## What is being asked
Which lines in the listing below contain the word "driftwood"? Copy each one.

## Records shown
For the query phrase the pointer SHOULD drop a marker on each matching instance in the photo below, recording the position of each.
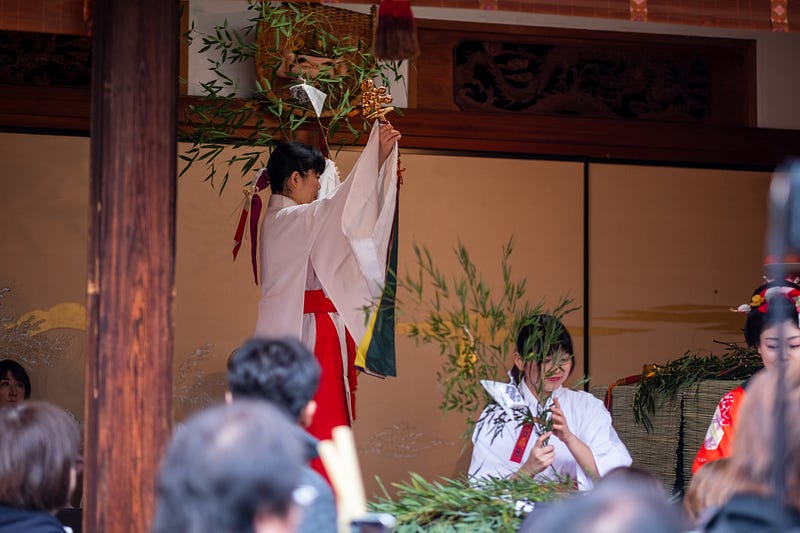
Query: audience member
(754, 506)
(708, 490)
(611, 508)
(283, 372)
(15, 385)
(38, 461)
(230, 469)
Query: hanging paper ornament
(396, 31)
(305, 93)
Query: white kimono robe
(338, 243)
(587, 418)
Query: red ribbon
(522, 443)
(254, 207)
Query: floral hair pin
(761, 300)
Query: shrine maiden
(582, 444)
(323, 256)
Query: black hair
(540, 336)
(16, 369)
(282, 371)
(227, 466)
(292, 156)
(38, 449)
(612, 507)
(779, 310)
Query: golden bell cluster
(372, 100)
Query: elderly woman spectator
(38, 466)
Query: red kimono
(719, 437)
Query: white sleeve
(599, 435)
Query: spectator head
(230, 468)
(612, 507)
(281, 371)
(633, 477)
(708, 489)
(15, 385)
(39, 445)
(544, 357)
(754, 443)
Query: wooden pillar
(131, 259)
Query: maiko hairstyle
(542, 333)
(226, 467)
(771, 304)
(289, 157)
(280, 370)
(39, 445)
(16, 369)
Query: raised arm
(388, 137)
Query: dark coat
(27, 521)
(752, 513)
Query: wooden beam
(64, 109)
(131, 260)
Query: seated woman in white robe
(582, 444)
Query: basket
(328, 47)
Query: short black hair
(542, 335)
(225, 467)
(612, 507)
(281, 370)
(19, 373)
(292, 156)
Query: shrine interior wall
(656, 255)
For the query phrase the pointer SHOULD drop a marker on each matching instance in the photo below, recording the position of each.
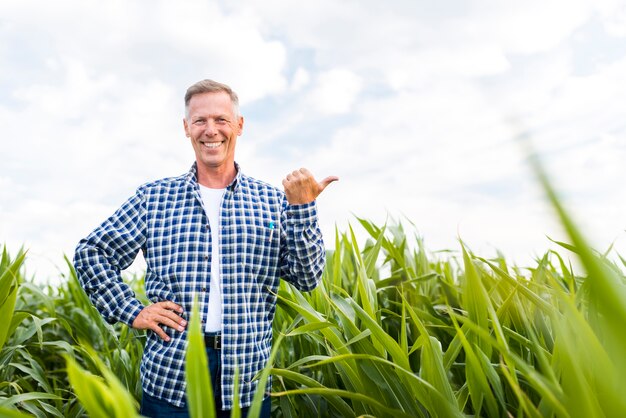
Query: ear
(240, 125)
(186, 127)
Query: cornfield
(391, 331)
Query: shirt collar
(192, 177)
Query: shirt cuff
(129, 311)
(304, 213)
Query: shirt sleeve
(109, 249)
(302, 254)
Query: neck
(216, 178)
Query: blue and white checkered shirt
(262, 239)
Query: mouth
(212, 145)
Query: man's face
(213, 129)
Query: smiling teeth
(212, 144)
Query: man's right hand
(160, 313)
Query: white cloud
(410, 103)
(336, 91)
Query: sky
(417, 106)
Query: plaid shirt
(262, 238)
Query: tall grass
(391, 331)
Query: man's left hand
(301, 187)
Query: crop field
(391, 331)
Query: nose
(210, 129)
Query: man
(214, 233)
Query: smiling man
(214, 233)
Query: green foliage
(391, 331)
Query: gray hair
(210, 86)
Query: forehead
(212, 103)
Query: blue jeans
(157, 408)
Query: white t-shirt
(212, 199)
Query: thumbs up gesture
(301, 187)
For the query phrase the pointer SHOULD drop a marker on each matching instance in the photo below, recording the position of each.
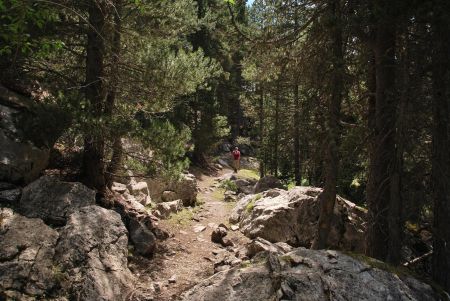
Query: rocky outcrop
(26, 256)
(291, 216)
(85, 260)
(92, 251)
(25, 137)
(53, 201)
(165, 209)
(308, 275)
(185, 190)
(9, 194)
(266, 183)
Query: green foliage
(168, 145)
(22, 23)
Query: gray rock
(266, 183)
(165, 209)
(259, 245)
(218, 234)
(169, 196)
(92, 250)
(25, 137)
(138, 188)
(199, 228)
(26, 253)
(119, 187)
(10, 196)
(53, 201)
(186, 189)
(308, 275)
(291, 217)
(230, 196)
(142, 237)
(245, 186)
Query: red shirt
(236, 154)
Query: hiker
(236, 159)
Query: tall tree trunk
(117, 149)
(440, 174)
(383, 155)
(395, 216)
(328, 196)
(262, 147)
(276, 131)
(297, 162)
(94, 144)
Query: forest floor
(188, 255)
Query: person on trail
(236, 159)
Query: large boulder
(185, 189)
(53, 201)
(92, 251)
(9, 194)
(26, 137)
(26, 257)
(165, 209)
(309, 275)
(266, 183)
(291, 217)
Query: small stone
(216, 251)
(226, 242)
(173, 279)
(212, 225)
(199, 228)
(221, 268)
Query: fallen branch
(418, 259)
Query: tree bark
(297, 161)
(262, 148)
(117, 149)
(440, 175)
(383, 154)
(93, 156)
(328, 196)
(276, 131)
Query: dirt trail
(187, 255)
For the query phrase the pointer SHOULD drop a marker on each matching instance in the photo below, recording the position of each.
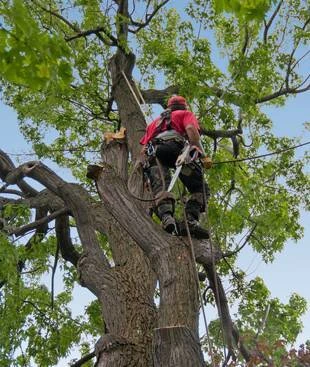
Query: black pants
(191, 176)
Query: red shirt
(180, 119)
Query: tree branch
(231, 332)
(267, 26)
(155, 96)
(28, 227)
(148, 18)
(67, 249)
(6, 167)
(96, 31)
(280, 93)
(83, 360)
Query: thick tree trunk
(186, 348)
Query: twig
(83, 360)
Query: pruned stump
(176, 346)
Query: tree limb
(28, 227)
(231, 332)
(148, 18)
(67, 249)
(268, 24)
(84, 359)
(97, 32)
(282, 92)
(6, 166)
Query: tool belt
(168, 135)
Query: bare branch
(155, 96)
(6, 166)
(231, 332)
(280, 93)
(289, 65)
(28, 227)
(67, 249)
(57, 15)
(231, 253)
(148, 18)
(221, 133)
(97, 32)
(268, 25)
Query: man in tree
(166, 137)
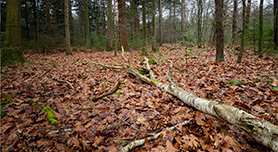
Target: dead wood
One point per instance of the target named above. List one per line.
(262, 131)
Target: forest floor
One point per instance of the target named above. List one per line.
(85, 125)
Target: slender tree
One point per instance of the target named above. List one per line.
(242, 33)
(12, 33)
(154, 47)
(234, 41)
(67, 30)
(276, 24)
(122, 24)
(48, 21)
(88, 41)
(144, 51)
(109, 26)
(199, 26)
(115, 29)
(261, 26)
(219, 30)
(160, 23)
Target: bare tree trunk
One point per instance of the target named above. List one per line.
(35, 11)
(276, 24)
(109, 26)
(242, 33)
(71, 24)
(154, 48)
(115, 29)
(144, 51)
(48, 21)
(219, 31)
(26, 19)
(87, 24)
(261, 26)
(160, 23)
(235, 23)
(122, 24)
(199, 26)
(67, 31)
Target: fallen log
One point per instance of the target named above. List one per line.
(262, 131)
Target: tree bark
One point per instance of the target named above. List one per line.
(242, 33)
(12, 33)
(71, 24)
(261, 26)
(48, 21)
(67, 31)
(122, 24)
(276, 24)
(115, 29)
(144, 51)
(154, 47)
(160, 23)
(109, 26)
(234, 41)
(88, 40)
(199, 26)
(219, 31)
(26, 19)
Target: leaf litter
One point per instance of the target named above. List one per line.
(85, 125)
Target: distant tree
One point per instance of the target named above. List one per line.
(199, 24)
(160, 23)
(87, 24)
(109, 26)
(48, 21)
(144, 51)
(234, 41)
(67, 30)
(154, 47)
(11, 50)
(261, 26)
(122, 24)
(219, 30)
(242, 33)
(276, 23)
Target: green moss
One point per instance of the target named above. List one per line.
(50, 116)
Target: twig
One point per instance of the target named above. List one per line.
(65, 81)
(108, 93)
(142, 141)
(126, 122)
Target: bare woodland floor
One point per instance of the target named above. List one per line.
(250, 86)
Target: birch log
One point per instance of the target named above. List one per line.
(262, 131)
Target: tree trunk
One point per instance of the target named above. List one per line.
(103, 18)
(144, 51)
(154, 48)
(36, 23)
(67, 31)
(115, 29)
(122, 24)
(12, 33)
(199, 26)
(160, 23)
(219, 31)
(248, 8)
(26, 20)
(276, 24)
(242, 33)
(71, 24)
(261, 26)
(88, 40)
(48, 21)
(235, 23)
(109, 26)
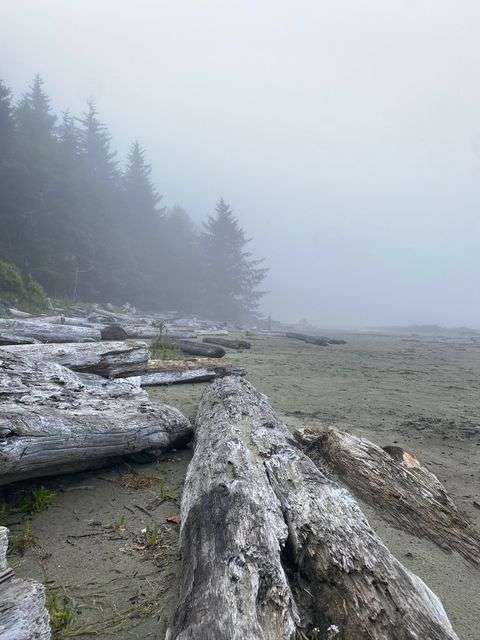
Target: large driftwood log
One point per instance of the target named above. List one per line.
(23, 614)
(272, 548)
(393, 481)
(229, 343)
(199, 349)
(161, 372)
(9, 338)
(53, 420)
(108, 359)
(318, 340)
(47, 332)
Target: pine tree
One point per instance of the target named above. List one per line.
(231, 275)
(6, 121)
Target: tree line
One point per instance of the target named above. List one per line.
(89, 228)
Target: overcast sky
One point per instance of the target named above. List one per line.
(344, 133)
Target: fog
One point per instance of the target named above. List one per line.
(345, 134)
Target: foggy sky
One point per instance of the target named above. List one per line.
(344, 133)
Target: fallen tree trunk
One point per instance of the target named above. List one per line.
(23, 612)
(53, 420)
(199, 349)
(47, 332)
(231, 344)
(161, 372)
(9, 338)
(392, 481)
(108, 359)
(272, 548)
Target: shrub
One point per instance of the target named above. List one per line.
(20, 289)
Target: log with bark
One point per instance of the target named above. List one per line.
(23, 612)
(108, 359)
(48, 332)
(273, 548)
(9, 338)
(54, 420)
(405, 493)
(321, 341)
(160, 372)
(229, 343)
(192, 348)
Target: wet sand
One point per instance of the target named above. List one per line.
(421, 394)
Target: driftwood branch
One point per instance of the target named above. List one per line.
(272, 548)
(394, 482)
(23, 614)
(53, 420)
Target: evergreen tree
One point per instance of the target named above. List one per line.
(6, 121)
(231, 276)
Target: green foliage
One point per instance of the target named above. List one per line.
(20, 289)
(37, 501)
(23, 540)
(62, 614)
(153, 536)
(87, 230)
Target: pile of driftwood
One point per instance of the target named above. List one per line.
(273, 546)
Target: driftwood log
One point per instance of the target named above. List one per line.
(272, 548)
(54, 420)
(192, 348)
(9, 338)
(23, 614)
(318, 340)
(229, 343)
(108, 359)
(160, 372)
(49, 332)
(405, 493)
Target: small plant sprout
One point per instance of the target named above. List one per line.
(23, 540)
(153, 536)
(38, 500)
(62, 613)
(120, 523)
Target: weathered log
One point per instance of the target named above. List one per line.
(53, 420)
(321, 341)
(199, 349)
(46, 332)
(8, 338)
(23, 614)
(255, 510)
(108, 359)
(231, 344)
(113, 332)
(161, 372)
(405, 493)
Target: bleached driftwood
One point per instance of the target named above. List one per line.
(48, 332)
(199, 349)
(23, 614)
(161, 372)
(108, 359)
(53, 420)
(9, 338)
(229, 343)
(394, 482)
(321, 341)
(272, 547)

## Answer
Target: large driftwood log
Target: driftwood branch
Target: pile of driftwood
Target: driftwood log
Target: bleached driftwood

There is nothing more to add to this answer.